(Records from a data source)
-- begin --
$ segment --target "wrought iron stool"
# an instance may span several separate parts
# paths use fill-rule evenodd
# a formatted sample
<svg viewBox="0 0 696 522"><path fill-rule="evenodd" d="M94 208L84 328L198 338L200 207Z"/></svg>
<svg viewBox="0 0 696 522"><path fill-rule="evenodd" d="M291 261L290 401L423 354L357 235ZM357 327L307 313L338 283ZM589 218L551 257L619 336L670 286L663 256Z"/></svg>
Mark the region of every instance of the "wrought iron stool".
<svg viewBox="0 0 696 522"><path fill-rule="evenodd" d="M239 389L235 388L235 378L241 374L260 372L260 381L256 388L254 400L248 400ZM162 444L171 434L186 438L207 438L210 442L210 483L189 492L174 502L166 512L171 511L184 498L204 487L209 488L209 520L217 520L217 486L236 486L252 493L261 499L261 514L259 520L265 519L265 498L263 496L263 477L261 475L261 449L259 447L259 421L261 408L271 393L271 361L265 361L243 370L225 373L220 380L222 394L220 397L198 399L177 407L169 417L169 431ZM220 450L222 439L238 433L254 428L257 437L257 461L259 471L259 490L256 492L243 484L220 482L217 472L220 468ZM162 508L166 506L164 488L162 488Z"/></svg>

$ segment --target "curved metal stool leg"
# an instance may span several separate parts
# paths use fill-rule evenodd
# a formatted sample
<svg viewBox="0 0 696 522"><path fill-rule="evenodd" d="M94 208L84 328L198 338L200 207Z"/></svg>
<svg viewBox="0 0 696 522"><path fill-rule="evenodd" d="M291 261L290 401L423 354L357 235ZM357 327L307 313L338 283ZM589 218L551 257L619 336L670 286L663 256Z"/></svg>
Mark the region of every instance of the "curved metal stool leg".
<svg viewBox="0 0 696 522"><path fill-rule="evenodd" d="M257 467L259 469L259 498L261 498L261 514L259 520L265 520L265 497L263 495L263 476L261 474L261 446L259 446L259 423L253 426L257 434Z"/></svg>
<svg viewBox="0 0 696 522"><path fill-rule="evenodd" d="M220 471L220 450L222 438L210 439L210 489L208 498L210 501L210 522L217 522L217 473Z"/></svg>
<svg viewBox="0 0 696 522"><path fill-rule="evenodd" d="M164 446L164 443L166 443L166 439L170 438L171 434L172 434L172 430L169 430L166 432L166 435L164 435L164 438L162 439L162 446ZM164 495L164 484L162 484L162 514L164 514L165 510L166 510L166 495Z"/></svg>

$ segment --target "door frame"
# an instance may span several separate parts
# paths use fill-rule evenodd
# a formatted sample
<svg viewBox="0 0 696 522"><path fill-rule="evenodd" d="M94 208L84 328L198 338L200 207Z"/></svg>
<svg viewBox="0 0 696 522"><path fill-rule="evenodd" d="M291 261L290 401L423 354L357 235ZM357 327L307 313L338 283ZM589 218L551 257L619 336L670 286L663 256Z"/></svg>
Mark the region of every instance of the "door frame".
-- end --
All the entries above need to be reproduced exactly.

Result of this exercise>
$ segment --target "wrought iron stool"
# an instance may span several separate parts
# paths use fill-rule evenodd
# a formatted sample
<svg viewBox="0 0 696 522"><path fill-rule="evenodd" d="M94 208L84 328L198 338L200 207Z"/></svg>
<svg viewBox="0 0 696 522"><path fill-rule="evenodd" d="M291 261L290 401L423 354L357 235ZM357 327L307 313L338 283ZM589 218L551 257L619 336L670 286L663 256Z"/></svg>
Mark the region of every instance of the "wrought iron stool".
<svg viewBox="0 0 696 522"><path fill-rule="evenodd" d="M239 389L235 388L235 378L241 374L260 372L260 381L256 388L254 400L248 400ZM162 444L171 434L186 438L207 438L210 442L210 483L189 492L174 502L166 512L171 511L184 498L204 487L209 488L209 520L217 520L217 486L236 486L252 493L261 499L261 514L259 520L265 519L265 498L263 496L263 477L261 475L261 449L259 447L259 421L261 408L271 393L271 361L265 361L243 370L225 373L220 380L222 394L220 397L198 399L177 407L169 417L169 431ZM220 450L222 439L238 433L254 428L257 437L257 461L259 471L259 490L256 492L243 484L220 482L217 472L220 468ZM162 508L166 506L164 488L162 488Z"/></svg>

$ segment --target "curved metal stool leg"
# an instance may span several separate parts
# paths use fill-rule evenodd
# a formatted sample
<svg viewBox="0 0 696 522"><path fill-rule="evenodd" d="M94 208L84 328L198 338L200 207Z"/></svg>
<svg viewBox="0 0 696 522"><path fill-rule="evenodd" d="M291 261L290 401L423 354L357 235ZM357 327L307 313L338 283ZM589 218L551 257L619 336L670 286L663 256Z"/></svg>
Mark the region of every instance of the "curved metal stool leg".
<svg viewBox="0 0 696 522"><path fill-rule="evenodd" d="M257 467L259 469L259 498L261 498L261 514L259 520L265 520L265 497L263 495L263 476L261 474L261 446L259 446L259 423L253 426L257 434Z"/></svg>
<svg viewBox="0 0 696 522"><path fill-rule="evenodd" d="M220 471L220 450L222 438L210 439L210 489L208 498L210 501L210 522L217 522L217 473Z"/></svg>
<svg viewBox="0 0 696 522"><path fill-rule="evenodd" d="M164 446L164 443L166 443L166 439L170 438L171 434L172 434L172 430L169 430L166 432L166 435L164 435L164 438L162 439L162 446ZM164 495L164 484L162 484L162 514L164 514L165 510L166 510L166 495Z"/></svg>

$ segment --target "door frame"
# an instance may span several separate parts
# paths use fill-rule evenodd
# a formatted sample
<svg viewBox="0 0 696 522"><path fill-rule="evenodd" d="M94 208L84 328L198 338L200 207Z"/></svg>
<svg viewBox="0 0 696 522"><path fill-rule="evenodd" d="M291 261L290 401L423 354L357 235ZM357 327L307 313L338 283ZM589 218L551 257L619 336L670 286L663 256Z"/></svg>
Mark the region of every instance of the "door frame".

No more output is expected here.